Directions for this task | Identify every line in the listing below that contains the word "branch", and copy each of those lines.

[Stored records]
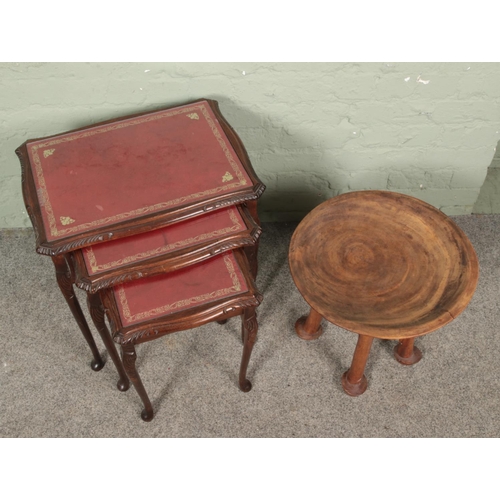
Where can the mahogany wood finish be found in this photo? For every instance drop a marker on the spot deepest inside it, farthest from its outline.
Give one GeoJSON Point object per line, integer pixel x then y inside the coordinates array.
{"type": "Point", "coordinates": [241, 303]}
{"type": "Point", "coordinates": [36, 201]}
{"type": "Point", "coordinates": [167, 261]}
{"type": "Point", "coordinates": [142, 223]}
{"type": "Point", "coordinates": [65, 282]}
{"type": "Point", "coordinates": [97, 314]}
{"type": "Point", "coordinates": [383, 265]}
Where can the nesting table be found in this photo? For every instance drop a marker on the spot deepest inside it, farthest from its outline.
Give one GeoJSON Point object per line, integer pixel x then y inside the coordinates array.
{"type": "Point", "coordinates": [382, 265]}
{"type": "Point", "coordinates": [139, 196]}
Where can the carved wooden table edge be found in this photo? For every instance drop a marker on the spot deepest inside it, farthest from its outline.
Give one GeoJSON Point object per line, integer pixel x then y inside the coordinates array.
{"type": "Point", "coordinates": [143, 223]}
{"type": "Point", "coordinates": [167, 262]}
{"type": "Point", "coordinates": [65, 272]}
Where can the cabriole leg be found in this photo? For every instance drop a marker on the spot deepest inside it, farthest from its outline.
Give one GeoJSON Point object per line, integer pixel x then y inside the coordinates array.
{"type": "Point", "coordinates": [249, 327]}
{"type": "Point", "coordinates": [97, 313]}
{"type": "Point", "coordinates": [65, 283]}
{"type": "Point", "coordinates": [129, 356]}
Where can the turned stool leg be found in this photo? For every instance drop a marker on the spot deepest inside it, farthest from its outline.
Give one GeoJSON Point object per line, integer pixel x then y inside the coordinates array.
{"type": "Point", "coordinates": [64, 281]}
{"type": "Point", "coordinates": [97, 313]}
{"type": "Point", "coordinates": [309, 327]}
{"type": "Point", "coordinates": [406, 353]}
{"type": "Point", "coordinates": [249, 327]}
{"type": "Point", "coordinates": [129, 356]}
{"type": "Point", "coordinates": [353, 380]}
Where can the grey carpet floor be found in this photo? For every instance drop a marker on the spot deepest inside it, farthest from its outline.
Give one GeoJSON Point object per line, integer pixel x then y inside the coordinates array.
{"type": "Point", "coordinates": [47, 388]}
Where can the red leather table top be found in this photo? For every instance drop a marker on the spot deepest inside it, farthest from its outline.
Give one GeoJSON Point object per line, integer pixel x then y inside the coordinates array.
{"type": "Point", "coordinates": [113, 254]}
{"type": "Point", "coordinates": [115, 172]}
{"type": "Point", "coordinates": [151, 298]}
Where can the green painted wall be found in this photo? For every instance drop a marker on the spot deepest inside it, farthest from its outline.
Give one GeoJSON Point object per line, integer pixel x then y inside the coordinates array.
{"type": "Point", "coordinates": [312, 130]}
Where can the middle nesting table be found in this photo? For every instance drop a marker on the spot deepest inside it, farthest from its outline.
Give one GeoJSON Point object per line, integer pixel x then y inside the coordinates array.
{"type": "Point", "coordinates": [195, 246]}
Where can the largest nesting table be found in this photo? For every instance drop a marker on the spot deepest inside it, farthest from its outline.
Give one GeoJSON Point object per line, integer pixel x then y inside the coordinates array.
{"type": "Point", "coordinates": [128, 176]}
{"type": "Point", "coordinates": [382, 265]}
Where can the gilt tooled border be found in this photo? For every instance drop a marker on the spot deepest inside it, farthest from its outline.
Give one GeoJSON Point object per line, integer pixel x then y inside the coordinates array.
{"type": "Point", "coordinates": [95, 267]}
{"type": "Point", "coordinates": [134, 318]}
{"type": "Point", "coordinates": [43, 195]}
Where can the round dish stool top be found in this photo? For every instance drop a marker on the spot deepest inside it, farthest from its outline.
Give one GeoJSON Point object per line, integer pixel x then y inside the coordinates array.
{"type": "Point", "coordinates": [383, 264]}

* * *

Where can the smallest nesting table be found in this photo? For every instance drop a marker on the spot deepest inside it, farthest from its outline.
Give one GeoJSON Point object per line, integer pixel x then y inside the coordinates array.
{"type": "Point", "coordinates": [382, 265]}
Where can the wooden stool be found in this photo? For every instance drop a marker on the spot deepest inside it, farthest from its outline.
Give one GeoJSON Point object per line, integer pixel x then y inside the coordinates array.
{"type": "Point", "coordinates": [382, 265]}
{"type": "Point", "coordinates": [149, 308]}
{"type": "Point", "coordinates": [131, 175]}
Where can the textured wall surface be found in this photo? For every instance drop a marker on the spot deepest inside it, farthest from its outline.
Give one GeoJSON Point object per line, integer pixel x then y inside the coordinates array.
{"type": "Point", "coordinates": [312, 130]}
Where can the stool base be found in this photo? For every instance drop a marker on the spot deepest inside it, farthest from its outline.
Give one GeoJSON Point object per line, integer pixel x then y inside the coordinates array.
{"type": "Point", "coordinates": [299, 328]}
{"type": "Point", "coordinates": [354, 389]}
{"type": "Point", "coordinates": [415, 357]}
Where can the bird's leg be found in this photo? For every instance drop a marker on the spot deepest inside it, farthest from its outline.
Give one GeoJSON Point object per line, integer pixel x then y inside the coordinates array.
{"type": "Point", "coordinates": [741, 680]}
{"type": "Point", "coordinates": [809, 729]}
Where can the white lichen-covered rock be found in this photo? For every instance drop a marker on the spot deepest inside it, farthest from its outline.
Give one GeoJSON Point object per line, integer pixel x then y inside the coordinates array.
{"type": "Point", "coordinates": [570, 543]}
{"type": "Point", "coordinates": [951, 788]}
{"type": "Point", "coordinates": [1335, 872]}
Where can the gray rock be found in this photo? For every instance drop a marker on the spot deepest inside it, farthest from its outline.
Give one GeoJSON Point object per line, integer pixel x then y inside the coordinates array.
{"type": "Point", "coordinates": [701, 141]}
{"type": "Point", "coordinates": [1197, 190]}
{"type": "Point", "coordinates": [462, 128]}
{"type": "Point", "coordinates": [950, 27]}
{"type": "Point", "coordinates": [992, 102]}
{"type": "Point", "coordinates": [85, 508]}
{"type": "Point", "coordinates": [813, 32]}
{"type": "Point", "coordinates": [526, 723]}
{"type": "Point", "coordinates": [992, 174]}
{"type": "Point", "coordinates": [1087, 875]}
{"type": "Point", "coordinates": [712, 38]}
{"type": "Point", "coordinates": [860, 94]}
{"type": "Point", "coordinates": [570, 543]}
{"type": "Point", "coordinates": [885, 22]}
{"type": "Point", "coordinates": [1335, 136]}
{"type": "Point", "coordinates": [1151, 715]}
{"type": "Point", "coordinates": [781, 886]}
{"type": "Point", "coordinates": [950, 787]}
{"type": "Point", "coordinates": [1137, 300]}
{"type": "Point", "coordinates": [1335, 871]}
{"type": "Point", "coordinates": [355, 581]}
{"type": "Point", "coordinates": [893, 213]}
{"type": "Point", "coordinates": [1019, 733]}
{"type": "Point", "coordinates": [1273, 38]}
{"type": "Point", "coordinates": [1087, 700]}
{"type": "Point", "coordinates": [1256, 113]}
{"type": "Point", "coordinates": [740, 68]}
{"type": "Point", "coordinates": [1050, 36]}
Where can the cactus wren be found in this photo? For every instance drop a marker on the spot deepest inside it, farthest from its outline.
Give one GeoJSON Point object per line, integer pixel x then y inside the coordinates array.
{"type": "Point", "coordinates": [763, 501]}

==

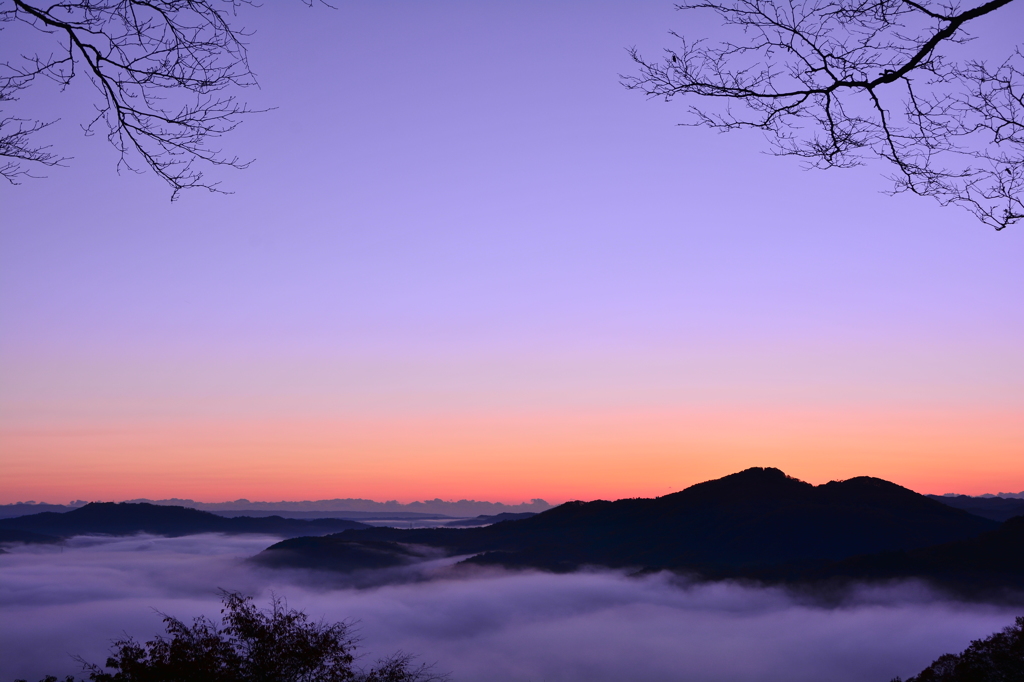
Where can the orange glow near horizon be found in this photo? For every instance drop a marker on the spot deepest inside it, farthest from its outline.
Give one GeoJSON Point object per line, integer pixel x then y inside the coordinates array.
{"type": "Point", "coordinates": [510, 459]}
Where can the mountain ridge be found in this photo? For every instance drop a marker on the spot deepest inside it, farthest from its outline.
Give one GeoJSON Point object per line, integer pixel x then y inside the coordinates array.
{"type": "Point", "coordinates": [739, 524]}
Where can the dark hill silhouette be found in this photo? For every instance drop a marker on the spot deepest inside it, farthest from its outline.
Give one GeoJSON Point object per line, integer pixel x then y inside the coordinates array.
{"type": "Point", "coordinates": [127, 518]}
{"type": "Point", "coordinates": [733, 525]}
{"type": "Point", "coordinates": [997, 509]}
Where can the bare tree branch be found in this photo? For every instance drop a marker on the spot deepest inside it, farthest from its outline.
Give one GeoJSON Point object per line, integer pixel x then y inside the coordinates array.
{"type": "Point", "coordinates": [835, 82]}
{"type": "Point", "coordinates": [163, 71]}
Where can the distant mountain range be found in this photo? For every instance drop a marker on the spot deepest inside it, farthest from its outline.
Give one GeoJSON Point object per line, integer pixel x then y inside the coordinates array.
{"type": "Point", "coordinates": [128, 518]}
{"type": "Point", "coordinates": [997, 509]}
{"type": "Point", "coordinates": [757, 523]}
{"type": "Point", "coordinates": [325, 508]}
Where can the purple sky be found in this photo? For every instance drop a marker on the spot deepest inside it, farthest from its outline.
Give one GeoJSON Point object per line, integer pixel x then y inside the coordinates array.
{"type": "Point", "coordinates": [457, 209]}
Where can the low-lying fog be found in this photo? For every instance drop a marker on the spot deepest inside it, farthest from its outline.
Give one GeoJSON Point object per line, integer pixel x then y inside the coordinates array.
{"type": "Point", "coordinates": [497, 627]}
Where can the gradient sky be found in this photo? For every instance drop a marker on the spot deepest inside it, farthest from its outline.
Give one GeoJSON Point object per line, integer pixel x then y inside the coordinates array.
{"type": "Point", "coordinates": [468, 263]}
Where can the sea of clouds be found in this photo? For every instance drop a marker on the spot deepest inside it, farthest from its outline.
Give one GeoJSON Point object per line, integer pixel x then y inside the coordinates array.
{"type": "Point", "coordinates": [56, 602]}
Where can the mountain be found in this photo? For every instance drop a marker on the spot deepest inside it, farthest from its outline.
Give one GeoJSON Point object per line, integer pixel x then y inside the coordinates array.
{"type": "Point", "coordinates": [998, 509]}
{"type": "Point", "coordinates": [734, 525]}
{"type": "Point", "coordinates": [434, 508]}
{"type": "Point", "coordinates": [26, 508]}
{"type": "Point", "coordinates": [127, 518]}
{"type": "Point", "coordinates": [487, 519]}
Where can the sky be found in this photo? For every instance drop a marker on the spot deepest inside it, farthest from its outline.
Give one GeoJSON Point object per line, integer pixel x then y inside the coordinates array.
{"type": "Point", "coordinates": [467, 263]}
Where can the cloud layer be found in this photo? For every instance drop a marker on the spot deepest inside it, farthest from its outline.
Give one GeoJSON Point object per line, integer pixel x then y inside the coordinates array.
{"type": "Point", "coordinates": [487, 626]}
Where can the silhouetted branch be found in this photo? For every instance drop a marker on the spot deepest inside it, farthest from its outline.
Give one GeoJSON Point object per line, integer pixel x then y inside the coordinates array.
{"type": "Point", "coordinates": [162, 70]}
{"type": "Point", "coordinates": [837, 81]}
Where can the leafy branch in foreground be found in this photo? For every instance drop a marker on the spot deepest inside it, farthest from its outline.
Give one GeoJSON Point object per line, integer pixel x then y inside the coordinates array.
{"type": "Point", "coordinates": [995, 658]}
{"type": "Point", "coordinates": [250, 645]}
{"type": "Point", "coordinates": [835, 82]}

Solution to the problem |
Where can the bare tree branch be found in this photo? For every instance drop a marker on the spot deepest inside it, farthest from its outline.
Where can the silhouetted branch be found in this photo? For every instance drop a marker on the spot deepest inside it, farthest from its outline.
Where can the leafy branch in foreground be found in this photo? For every instance drop a marker on the spot deepest inside it, farthest from its outline.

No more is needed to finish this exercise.